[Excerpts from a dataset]
———
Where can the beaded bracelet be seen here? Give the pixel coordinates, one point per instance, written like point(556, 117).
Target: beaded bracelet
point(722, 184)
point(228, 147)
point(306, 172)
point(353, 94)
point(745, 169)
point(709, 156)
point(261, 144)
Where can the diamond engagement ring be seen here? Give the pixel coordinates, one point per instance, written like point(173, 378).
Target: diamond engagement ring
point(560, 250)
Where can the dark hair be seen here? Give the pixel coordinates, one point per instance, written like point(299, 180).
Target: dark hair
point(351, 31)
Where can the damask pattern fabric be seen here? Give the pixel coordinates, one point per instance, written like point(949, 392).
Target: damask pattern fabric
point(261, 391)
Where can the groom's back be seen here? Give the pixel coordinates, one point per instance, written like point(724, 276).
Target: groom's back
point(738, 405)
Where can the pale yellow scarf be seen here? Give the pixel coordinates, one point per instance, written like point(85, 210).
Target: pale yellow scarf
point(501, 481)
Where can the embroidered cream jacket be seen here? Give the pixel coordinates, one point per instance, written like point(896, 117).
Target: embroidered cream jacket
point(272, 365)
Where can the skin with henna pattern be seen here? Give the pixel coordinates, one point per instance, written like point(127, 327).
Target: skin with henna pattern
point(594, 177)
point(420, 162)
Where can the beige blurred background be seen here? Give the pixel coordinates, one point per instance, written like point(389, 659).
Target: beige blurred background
———
## TO DO
What is the number of lines in the data that include "beige"? Respond with that number and no other text.

## EXERCISE OUTPUT
2